**WHAT YOU HAVE TO DO**
State how many lines of the material below contain the string "guitar". Give only the number.

**RECORD EXCERPTS**
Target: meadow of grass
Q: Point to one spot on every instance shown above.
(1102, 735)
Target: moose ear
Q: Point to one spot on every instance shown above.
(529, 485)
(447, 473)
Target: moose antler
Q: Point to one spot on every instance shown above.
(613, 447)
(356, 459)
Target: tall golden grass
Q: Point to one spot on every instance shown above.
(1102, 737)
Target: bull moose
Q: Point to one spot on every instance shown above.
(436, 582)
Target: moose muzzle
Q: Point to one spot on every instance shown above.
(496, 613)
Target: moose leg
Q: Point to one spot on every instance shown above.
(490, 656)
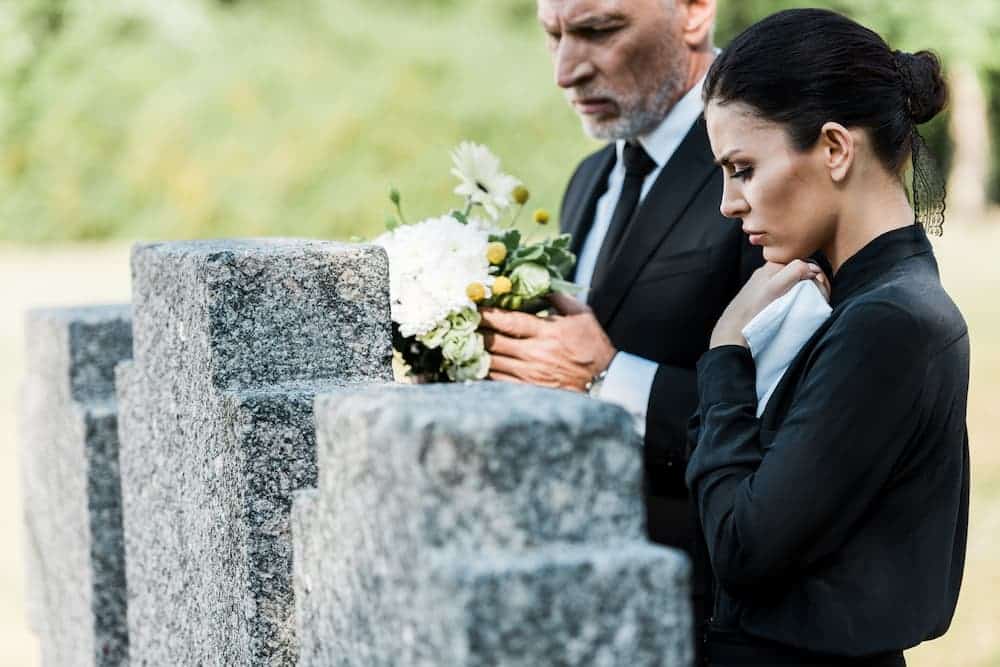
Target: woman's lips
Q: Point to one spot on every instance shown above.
(595, 106)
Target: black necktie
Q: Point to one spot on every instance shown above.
(638, 165)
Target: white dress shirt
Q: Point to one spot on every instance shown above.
(778, 332)
(630, 377)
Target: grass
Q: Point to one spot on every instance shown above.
(32, 276)
(193, 121)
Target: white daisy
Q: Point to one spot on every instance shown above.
(481, 180)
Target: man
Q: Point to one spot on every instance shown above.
(660, 261)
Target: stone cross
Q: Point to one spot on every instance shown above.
(484, 524)
(232, 341)
(70, 485)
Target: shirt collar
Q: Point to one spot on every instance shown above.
(876, 258)
(661, 143)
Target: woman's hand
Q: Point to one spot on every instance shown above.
(767, 283)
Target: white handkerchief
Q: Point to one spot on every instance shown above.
(779, 331)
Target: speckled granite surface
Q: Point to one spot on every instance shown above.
(71, 485)
(481, 524)
(232, 341)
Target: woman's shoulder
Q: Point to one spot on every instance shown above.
(909, 309)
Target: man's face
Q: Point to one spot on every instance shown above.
(622, 63)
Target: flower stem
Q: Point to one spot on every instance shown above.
(399, 209)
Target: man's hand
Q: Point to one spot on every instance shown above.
(562, 351)
(767, 283)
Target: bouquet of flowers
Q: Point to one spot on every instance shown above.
(442, 269)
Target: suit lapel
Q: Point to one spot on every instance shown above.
(680, 180)
(581, 211)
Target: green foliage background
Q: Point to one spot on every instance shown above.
(200, 118)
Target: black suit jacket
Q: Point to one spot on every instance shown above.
(680, 264)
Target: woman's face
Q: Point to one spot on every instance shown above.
(786, 198)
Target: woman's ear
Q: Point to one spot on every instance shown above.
(838, 145)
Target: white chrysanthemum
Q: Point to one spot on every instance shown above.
(430, 265)
(481, 180)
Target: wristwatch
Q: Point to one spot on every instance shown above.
(593, 388)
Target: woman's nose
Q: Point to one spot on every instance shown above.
(733, 204)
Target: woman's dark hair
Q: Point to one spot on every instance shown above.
(801, 68)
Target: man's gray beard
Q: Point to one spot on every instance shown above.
(634, 123)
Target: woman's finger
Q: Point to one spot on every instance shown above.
(794, 272)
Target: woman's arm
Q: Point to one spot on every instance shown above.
(771, 504)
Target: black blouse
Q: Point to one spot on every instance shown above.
(837, 521)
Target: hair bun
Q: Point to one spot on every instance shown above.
(923, 84)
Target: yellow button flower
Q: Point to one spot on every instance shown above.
(496, 252)
(476, 292)
(521, 195)
(502, 285)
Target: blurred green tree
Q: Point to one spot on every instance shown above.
(204, 118)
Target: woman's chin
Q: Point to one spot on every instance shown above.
(777, 254)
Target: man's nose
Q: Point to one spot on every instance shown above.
(572, 64)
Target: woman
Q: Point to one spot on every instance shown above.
(836, 522)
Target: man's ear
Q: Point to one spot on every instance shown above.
(699, 22)
(839, 146)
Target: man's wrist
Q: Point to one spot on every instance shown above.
(593, 388)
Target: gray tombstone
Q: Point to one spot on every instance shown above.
(232, 341)
(482, 524)
(71, 487)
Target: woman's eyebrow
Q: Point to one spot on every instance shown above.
(724, 160)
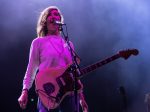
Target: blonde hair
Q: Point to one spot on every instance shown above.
(41, 24)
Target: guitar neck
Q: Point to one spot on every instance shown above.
(98, 64)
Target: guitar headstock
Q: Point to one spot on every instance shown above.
(127, 53)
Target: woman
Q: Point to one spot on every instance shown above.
(49, 50)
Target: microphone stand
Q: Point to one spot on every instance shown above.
(75, 66)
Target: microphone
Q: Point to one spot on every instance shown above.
(59, 23)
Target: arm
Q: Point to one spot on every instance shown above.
(30, 74)
(83, 103)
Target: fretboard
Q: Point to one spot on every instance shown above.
(98, 64)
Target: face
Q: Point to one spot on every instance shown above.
(53, 16)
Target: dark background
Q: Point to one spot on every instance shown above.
(98, 29)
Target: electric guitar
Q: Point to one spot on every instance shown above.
(53, 84)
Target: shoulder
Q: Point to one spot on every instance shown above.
(38, 40)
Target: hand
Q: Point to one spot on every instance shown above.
(83, 103)
(23, 99)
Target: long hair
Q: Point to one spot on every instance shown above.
(41, 24)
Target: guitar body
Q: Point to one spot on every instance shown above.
(53, 84)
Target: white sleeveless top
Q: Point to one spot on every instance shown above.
(45, 52)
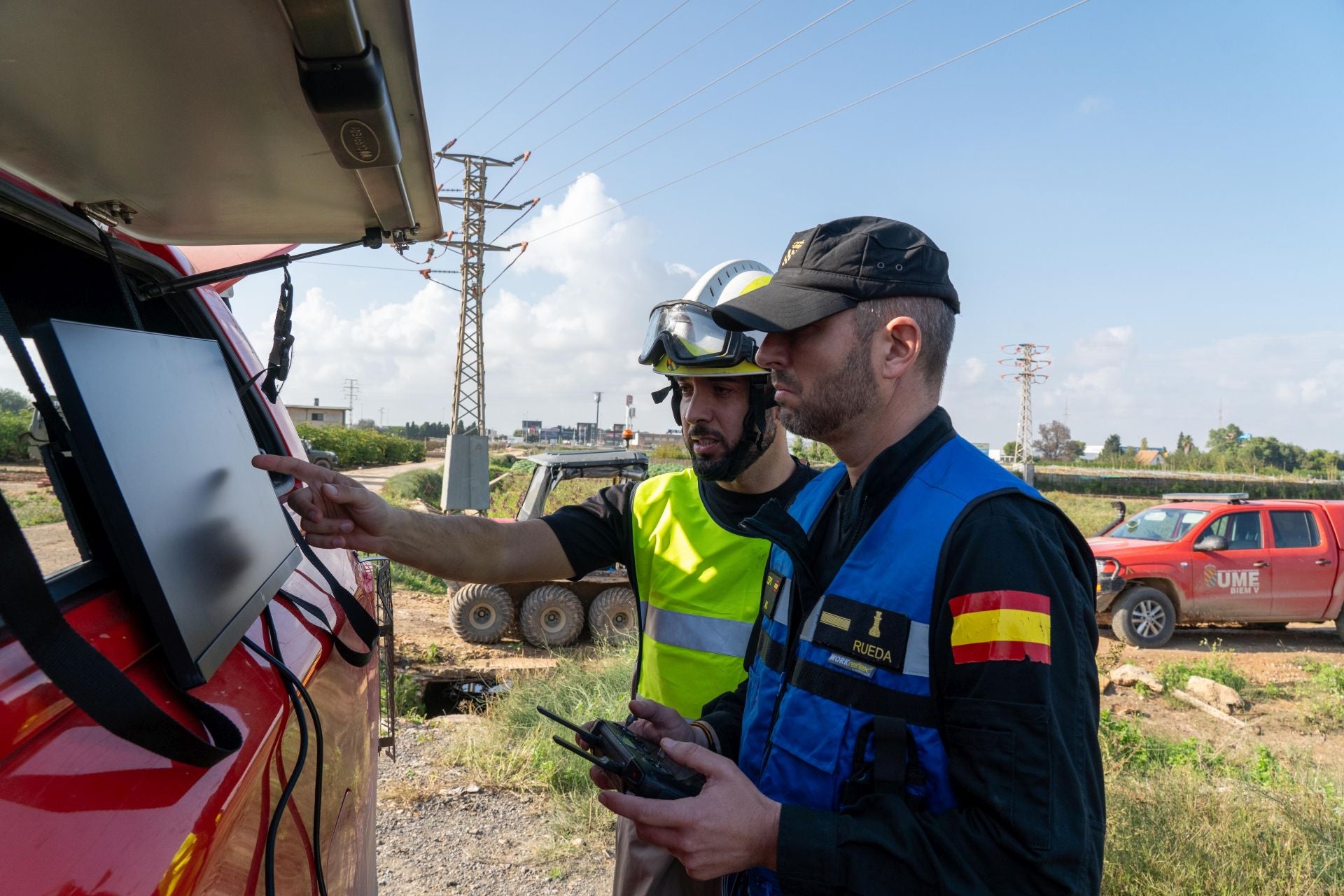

**WRITTEN SOLUTION**
4